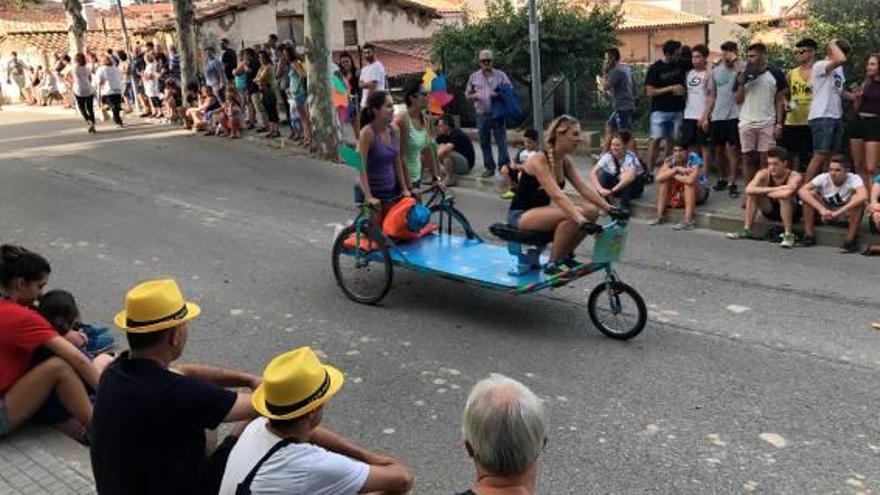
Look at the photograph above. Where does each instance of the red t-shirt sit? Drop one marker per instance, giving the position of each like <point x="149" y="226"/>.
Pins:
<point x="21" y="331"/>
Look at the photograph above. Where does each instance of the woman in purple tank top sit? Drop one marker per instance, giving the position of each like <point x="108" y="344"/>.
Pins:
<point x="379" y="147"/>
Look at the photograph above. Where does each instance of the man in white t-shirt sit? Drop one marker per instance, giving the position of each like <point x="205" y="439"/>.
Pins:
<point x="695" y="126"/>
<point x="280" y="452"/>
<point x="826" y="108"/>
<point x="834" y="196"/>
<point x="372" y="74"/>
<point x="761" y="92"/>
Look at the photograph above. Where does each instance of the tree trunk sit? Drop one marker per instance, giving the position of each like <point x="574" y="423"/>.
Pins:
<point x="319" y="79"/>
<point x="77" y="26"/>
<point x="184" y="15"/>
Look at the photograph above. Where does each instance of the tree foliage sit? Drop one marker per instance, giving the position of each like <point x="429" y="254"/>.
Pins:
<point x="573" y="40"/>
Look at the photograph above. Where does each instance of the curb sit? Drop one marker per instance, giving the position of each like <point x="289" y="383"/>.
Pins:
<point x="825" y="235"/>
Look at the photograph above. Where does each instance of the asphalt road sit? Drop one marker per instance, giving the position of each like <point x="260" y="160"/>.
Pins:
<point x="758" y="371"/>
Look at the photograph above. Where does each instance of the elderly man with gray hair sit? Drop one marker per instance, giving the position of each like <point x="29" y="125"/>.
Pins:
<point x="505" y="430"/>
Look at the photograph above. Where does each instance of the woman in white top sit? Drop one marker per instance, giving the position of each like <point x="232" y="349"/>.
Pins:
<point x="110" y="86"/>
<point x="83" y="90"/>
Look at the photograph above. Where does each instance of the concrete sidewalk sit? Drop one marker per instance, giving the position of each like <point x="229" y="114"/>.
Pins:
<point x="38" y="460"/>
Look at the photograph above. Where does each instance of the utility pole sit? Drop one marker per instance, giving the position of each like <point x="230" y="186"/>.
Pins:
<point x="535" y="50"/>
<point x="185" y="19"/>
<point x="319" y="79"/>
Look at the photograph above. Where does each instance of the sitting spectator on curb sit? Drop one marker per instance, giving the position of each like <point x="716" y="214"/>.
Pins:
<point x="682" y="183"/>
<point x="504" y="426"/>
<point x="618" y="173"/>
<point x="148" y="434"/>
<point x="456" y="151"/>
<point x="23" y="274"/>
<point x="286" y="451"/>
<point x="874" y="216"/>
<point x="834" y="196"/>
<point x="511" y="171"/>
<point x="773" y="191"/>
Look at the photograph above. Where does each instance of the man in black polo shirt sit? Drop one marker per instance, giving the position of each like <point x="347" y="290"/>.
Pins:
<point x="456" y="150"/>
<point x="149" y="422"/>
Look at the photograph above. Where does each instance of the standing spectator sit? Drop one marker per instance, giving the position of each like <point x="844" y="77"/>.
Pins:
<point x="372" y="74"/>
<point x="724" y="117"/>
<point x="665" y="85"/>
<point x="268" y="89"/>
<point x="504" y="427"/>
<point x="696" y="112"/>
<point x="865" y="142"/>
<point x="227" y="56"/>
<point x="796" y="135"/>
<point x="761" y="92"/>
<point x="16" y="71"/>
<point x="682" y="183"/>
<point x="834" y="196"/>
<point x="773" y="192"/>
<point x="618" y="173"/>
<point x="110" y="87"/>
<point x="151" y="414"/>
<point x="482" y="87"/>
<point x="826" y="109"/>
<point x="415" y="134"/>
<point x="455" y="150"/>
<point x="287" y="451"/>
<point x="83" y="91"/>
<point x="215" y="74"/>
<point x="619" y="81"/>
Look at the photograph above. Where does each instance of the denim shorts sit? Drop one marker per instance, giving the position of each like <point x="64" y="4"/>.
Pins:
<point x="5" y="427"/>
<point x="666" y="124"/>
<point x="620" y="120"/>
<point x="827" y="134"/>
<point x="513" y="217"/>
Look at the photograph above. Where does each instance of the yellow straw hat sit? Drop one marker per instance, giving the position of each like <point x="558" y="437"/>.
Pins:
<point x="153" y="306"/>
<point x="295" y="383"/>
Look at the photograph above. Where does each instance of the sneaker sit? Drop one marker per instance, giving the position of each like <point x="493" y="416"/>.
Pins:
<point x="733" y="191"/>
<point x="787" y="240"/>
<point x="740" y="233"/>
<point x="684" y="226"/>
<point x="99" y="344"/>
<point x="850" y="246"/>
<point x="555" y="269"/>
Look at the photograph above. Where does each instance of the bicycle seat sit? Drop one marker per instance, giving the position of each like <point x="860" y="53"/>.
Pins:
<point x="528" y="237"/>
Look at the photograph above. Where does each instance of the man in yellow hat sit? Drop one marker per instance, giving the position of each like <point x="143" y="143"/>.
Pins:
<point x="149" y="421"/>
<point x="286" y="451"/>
--
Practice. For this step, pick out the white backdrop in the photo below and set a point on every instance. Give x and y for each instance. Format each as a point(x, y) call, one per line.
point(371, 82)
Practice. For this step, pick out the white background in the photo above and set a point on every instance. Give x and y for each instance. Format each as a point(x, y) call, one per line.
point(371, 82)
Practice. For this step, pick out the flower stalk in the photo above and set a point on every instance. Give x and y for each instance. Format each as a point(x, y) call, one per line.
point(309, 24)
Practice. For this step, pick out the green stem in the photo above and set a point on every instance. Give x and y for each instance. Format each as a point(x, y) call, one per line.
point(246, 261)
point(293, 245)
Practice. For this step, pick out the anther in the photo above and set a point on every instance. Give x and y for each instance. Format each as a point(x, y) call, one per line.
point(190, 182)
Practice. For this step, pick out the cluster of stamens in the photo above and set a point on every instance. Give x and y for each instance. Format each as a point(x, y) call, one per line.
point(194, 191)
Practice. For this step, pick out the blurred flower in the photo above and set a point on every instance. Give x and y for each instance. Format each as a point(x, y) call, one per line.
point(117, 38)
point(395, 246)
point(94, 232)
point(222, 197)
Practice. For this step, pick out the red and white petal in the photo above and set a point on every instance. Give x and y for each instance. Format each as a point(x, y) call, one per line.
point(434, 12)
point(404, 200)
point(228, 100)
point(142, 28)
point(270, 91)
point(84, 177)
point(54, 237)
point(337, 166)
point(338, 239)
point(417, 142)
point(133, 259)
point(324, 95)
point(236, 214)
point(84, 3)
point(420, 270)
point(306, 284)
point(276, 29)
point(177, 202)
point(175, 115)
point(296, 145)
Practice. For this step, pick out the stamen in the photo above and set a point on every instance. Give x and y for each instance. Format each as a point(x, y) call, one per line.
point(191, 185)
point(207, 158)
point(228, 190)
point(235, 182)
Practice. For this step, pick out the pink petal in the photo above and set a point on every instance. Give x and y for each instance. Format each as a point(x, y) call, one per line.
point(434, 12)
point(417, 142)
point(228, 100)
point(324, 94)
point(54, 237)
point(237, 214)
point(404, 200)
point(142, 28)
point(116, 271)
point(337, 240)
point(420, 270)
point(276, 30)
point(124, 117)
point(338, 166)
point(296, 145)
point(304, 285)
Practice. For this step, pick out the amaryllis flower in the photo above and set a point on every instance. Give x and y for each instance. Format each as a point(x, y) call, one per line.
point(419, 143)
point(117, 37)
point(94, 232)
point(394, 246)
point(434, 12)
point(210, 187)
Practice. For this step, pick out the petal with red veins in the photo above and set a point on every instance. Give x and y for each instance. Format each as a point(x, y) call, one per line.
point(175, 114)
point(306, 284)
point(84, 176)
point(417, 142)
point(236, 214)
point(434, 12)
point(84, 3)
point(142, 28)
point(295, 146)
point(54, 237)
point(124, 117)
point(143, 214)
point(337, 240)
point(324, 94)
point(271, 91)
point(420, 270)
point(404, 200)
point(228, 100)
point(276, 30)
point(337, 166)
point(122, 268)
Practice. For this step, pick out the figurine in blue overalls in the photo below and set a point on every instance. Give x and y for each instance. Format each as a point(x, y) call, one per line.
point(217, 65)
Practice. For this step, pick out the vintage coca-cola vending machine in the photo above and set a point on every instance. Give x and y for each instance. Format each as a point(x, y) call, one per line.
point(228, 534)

▶ **WHAT IS REQUIRED**: Show every line from the entries that includes the word "spectator".

▶ **ANSWER TO THIS PROBLEM**:
Look at the photograph above. Where does each instance of the sitting spectator on curb sit? Drop one marker per instance, giving the position of each like <point x="716" y="214"/>.
Look at the photograph above. Where does each instance of the standing spectator sit? Drop one marker per instance, giving the position of each like <point x="844" y="77"/>.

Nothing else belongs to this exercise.